_READING TEXT_
↓

Bauer himself, it would seem, also takes pleasure in life’s ambiguities. “He is the artist among our professors”, jokes Viola van Melis, Director of the Cluster of Excellence’s Centre for Research Communication. Bauer lives not only for classical Arabic literature, but also for coins and music. He clearly takes great pleasure in talking about initiating many song recitals and the lecture series “Music and Religion” in Münster. “That is a card I keep up my sleeve as a scholar of Islam”, says Bauer, who in 2012 was admitted into the North Rhine-Westphalian Academy of Sciences, Humanities and the Arts. In addition to many lecture tours, visits to all the important German opera houses have helped fill Bauer’s German railway card with abundant loyalty points. The Nuremberg native has discovered that there are twelve musical venues close enough to Münster for him to attend performances without staying overnight.

↑

_EXTRACTED ENTRIES_
↓

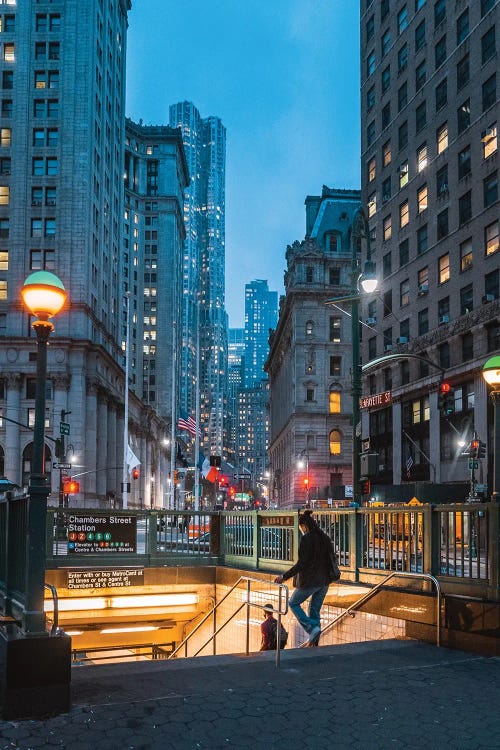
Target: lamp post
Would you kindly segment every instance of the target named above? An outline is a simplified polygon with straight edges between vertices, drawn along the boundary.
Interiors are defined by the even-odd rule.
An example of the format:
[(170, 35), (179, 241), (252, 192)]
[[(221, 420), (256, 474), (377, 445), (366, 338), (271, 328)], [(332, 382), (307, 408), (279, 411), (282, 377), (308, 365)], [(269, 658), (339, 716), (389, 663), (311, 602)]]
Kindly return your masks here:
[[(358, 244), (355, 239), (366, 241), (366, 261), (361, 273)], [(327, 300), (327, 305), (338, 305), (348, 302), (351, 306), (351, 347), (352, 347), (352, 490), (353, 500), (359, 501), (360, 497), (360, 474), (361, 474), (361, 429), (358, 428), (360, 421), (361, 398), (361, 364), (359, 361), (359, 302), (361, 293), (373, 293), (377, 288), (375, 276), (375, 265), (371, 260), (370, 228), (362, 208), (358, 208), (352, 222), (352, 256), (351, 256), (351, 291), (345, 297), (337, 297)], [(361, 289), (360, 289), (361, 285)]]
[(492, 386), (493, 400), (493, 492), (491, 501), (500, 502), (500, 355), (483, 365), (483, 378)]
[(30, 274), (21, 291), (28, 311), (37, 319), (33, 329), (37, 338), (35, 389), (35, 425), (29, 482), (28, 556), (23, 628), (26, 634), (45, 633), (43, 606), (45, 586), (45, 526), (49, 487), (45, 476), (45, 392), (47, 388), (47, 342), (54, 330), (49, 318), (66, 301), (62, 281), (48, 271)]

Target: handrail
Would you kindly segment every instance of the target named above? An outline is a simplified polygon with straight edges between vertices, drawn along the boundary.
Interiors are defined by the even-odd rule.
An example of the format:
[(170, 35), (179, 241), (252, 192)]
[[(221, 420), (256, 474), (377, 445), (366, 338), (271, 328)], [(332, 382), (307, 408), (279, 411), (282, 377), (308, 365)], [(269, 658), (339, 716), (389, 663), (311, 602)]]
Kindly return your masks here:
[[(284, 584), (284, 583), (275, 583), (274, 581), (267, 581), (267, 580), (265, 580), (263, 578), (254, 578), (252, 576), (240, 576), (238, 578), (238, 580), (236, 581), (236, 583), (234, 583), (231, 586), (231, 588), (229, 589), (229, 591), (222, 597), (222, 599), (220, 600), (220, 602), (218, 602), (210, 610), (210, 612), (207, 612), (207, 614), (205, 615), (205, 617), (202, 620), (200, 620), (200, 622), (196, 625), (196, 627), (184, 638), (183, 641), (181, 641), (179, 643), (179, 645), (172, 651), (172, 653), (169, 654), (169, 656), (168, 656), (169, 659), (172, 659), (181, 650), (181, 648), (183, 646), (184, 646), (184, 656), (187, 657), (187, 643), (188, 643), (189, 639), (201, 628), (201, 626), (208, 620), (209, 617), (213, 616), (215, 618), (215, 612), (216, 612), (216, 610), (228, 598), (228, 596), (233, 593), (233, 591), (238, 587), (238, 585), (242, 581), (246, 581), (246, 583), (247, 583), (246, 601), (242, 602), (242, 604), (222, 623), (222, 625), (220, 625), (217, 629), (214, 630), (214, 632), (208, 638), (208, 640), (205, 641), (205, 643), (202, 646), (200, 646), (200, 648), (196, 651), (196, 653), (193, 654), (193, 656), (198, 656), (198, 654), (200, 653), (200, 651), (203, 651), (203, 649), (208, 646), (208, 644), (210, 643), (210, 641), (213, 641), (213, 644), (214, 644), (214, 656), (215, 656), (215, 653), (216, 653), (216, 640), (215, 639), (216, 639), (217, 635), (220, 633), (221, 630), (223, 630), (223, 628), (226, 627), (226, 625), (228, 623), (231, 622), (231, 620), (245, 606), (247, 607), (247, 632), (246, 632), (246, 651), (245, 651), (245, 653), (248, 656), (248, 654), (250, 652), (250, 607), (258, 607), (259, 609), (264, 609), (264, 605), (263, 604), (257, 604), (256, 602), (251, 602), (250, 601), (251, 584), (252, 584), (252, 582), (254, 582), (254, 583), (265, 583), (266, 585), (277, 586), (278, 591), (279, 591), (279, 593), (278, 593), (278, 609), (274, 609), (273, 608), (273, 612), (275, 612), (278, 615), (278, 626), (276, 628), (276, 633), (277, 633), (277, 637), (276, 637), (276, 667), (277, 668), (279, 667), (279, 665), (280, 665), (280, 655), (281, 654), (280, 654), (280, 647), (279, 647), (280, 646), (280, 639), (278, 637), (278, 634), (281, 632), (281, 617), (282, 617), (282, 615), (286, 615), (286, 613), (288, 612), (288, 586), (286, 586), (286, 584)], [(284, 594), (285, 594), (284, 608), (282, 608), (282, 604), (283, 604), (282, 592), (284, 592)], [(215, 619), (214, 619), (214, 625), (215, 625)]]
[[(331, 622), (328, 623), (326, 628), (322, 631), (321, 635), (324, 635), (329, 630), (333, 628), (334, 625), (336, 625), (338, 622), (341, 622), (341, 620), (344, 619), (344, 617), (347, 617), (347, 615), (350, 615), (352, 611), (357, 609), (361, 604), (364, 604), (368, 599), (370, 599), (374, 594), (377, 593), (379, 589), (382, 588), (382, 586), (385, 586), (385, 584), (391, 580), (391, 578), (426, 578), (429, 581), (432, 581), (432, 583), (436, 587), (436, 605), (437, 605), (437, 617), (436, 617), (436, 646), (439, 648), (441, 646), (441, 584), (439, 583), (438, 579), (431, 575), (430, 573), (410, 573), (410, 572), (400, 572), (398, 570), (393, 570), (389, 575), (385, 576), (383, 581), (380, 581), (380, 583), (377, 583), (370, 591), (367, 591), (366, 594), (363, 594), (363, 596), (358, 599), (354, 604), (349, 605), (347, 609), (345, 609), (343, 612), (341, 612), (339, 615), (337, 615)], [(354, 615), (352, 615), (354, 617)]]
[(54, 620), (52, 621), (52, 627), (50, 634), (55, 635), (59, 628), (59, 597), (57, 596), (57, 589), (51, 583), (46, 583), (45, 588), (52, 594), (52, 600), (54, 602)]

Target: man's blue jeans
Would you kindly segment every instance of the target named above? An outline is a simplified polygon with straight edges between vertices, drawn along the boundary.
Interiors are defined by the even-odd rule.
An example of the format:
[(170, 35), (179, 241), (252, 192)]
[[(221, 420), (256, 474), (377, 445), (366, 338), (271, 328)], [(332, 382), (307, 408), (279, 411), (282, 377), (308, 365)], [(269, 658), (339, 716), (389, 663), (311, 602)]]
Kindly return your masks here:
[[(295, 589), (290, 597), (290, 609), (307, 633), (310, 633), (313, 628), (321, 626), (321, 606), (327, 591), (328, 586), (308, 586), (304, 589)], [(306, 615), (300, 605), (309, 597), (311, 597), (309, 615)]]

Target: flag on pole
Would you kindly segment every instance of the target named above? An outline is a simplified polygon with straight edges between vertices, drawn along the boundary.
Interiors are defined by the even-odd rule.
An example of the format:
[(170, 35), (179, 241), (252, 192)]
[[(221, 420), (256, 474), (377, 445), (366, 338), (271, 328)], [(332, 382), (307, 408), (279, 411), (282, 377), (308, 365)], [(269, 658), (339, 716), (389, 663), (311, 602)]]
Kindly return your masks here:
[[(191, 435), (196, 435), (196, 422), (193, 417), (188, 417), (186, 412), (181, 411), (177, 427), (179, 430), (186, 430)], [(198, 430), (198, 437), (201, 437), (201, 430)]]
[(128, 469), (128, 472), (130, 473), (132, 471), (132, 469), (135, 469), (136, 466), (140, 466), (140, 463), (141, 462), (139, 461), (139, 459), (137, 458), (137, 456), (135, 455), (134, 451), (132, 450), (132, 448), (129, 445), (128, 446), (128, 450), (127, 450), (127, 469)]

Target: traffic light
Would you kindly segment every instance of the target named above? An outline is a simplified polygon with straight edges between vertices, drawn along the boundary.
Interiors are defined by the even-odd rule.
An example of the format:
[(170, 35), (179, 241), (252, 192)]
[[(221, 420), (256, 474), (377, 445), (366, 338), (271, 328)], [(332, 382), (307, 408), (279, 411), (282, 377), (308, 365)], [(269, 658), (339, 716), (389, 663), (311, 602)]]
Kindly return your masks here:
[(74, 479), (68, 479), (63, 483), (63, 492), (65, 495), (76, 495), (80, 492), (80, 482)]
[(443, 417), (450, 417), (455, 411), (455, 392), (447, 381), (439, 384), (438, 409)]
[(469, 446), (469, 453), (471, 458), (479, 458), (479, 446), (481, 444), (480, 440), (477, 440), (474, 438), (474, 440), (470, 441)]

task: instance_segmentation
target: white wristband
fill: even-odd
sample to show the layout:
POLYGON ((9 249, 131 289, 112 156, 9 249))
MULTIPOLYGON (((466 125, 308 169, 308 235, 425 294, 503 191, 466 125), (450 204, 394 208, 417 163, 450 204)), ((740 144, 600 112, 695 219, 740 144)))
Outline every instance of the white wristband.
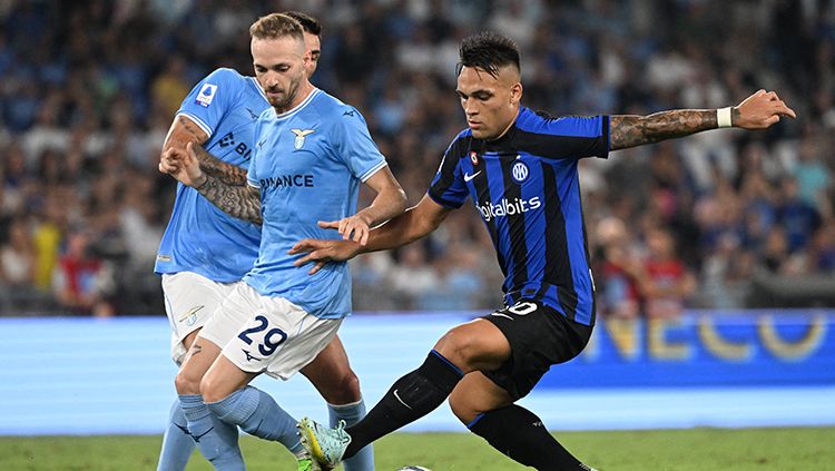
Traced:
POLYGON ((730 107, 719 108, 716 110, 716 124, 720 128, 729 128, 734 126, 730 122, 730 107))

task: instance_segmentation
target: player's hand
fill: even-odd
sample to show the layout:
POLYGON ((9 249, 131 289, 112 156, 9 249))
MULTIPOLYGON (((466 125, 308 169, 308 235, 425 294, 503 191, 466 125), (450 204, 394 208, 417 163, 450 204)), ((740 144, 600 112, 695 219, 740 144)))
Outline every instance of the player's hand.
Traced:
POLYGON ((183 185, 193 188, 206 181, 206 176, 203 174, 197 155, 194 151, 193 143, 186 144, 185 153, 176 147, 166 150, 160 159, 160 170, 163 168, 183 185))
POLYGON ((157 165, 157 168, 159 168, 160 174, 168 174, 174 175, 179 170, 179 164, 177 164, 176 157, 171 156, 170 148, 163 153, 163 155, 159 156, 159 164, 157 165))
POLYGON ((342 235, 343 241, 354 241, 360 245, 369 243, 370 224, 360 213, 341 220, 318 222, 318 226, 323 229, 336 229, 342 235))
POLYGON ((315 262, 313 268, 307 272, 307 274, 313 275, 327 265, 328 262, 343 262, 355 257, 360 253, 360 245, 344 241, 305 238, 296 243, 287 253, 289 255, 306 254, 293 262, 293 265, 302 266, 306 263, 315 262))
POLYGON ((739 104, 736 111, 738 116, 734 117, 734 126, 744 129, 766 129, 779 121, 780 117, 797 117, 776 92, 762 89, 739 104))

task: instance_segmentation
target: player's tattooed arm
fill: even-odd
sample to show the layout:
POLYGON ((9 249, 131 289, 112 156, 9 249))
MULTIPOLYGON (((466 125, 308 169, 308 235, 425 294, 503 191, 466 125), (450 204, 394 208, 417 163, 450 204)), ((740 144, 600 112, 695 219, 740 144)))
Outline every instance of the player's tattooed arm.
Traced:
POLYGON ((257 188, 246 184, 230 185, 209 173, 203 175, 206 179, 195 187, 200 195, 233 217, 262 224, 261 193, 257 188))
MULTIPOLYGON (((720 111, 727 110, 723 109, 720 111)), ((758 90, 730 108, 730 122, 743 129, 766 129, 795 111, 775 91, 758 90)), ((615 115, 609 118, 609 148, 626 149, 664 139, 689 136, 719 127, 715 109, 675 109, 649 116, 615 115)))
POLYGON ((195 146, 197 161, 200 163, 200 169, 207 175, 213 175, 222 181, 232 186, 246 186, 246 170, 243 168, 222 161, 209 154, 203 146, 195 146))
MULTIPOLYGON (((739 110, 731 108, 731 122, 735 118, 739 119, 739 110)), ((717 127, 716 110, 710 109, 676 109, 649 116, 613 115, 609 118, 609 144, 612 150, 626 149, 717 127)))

↑

_TASK PROMPT_
Do the following statements agree with the passage about Bauer? For each, answer yes or no and quote the deciding words of the passage.
(a) Bauer was admitted into the North Rhine-Westphalian Academy of Sciences, Humanities and the Arts in 2012.
(b) Bauer was born in Münster.
(c) There are twelve musical venues near Münster that Bauer can attend only by staying overnight.
The items are separate material, unconnected to the passage about Bauer.

_ANSWER_
(a) Yes: "who in 2012 was admitted into the North Rhine-Westphalian Academy of Sciences, Humanities and the Arts"
(b) No: "The Nuremberg native"
(c) No: "twelve musical venues close enough to Münster for him to attend performances without staying overnight"